• **EXERCISE INSTRUCTIONS**: Please give an exact copy of every line from the one holding "the bird's wing" through the final line of the records below.

• **RECORDS SUPPLIED**:

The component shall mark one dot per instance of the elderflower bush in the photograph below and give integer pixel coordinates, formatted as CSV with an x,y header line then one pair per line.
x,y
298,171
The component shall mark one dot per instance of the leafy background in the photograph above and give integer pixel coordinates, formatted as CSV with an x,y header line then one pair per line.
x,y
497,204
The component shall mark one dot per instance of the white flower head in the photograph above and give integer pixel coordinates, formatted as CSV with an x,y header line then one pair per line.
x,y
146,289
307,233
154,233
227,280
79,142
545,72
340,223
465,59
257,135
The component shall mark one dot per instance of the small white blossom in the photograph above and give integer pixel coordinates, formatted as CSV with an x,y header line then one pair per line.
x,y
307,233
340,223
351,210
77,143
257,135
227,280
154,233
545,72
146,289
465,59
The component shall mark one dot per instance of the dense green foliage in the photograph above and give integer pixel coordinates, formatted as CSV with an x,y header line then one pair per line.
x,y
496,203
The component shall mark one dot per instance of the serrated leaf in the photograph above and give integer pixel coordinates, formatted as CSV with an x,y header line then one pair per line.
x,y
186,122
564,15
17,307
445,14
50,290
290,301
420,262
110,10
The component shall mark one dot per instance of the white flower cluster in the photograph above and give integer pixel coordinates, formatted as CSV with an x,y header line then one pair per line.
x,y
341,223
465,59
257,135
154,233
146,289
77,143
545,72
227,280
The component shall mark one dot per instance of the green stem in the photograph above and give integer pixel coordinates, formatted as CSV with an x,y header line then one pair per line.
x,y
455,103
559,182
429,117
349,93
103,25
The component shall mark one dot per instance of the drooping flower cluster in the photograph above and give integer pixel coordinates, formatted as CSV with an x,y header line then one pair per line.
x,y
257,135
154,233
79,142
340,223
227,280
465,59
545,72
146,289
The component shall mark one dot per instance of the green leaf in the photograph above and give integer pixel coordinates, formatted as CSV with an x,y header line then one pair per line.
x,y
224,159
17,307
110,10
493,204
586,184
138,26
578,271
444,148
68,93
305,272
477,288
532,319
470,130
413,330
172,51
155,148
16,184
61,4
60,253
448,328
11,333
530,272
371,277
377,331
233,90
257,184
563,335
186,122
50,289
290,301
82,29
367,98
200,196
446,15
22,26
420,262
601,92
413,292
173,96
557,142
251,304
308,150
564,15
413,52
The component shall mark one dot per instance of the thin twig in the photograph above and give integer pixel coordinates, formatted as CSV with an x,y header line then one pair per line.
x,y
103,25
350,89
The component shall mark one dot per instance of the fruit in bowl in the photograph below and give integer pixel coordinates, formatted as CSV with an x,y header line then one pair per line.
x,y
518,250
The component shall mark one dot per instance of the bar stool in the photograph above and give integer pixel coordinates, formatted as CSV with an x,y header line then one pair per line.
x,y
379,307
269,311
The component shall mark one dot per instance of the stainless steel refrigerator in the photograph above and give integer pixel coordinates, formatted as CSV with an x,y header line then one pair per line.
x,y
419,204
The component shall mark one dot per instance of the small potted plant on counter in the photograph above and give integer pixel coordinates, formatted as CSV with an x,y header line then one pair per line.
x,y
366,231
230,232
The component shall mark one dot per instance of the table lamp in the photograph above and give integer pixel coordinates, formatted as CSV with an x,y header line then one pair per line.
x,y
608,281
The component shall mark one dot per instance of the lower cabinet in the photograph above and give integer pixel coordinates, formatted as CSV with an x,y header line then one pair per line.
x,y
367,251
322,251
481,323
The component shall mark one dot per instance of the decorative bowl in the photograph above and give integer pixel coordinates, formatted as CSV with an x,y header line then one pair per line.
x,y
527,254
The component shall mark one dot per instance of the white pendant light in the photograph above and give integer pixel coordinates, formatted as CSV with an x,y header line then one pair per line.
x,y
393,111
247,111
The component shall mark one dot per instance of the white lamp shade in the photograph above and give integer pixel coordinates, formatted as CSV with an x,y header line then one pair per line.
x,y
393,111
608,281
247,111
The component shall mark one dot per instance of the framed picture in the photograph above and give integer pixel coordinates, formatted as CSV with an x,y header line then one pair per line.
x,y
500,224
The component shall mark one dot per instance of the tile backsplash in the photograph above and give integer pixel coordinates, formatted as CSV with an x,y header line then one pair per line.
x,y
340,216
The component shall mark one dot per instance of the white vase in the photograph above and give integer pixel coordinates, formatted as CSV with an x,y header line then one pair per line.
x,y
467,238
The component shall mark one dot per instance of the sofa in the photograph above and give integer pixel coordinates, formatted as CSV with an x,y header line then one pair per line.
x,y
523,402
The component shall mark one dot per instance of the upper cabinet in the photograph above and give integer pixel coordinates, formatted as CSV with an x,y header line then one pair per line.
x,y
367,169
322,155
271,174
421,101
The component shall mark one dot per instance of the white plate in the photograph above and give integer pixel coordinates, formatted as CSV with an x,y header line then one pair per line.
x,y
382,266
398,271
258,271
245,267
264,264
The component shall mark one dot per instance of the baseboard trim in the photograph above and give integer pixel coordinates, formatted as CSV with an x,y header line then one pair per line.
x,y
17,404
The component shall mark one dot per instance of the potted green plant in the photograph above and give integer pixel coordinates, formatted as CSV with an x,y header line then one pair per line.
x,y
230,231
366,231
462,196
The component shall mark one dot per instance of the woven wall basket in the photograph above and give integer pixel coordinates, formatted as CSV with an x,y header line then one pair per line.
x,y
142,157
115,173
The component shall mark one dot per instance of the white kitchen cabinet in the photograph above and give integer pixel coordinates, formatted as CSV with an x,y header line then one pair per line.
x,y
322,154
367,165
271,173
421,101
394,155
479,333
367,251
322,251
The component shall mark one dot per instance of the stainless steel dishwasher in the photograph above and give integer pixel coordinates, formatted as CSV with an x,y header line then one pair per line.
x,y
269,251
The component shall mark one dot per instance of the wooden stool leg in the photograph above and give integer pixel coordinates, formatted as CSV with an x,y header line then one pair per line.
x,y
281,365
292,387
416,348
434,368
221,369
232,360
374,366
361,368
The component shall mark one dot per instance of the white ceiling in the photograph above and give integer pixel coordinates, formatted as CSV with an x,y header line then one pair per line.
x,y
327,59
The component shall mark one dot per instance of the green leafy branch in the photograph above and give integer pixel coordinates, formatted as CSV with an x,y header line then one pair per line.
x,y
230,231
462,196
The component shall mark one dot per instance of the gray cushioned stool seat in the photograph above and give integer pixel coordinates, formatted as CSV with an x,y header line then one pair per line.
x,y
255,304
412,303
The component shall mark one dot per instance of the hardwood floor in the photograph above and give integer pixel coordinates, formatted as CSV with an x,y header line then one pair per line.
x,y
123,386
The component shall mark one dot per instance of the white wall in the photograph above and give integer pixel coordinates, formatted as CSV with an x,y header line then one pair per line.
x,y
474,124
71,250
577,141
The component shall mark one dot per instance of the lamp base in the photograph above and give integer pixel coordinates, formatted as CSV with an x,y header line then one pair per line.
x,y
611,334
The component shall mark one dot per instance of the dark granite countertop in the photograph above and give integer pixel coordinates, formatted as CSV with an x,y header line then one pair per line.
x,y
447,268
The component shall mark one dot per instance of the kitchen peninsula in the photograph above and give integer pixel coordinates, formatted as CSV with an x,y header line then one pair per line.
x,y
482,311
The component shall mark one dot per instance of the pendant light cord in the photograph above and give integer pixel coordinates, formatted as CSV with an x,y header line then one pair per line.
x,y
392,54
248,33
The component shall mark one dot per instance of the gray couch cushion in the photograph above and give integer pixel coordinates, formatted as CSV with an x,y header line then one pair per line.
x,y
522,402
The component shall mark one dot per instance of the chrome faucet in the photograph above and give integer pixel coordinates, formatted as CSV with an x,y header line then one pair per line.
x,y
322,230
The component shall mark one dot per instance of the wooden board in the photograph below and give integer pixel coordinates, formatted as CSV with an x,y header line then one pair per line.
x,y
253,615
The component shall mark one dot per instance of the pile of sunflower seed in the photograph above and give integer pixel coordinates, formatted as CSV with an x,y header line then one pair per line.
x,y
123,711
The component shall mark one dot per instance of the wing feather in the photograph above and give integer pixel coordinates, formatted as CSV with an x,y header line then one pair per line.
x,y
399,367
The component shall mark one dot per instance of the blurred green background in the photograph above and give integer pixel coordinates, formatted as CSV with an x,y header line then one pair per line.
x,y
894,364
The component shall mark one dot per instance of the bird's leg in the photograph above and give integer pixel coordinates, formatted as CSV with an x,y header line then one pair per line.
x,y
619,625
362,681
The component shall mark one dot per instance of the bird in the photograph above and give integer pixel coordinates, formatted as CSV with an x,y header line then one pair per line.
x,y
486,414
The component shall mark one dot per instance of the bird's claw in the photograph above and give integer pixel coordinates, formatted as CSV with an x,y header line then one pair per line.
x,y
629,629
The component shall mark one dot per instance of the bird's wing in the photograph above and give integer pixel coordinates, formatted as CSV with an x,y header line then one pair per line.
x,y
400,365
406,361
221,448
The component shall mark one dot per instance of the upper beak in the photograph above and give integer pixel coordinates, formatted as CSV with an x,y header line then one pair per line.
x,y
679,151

• **TASK ANSWER**:
The component shall mark one dot per instance of the bird's wing in the photograph above and give integer pixel coordinates, formatted as CSV with an x,y header line then one pair per line.
x,y
400,365
406,361
221,448
The component shall mark one dot per instance of the upper beak in the photograph above and give integer pixel coordinates, formatted as CSV with an x,y header line then one pair per line.
x,y
679,151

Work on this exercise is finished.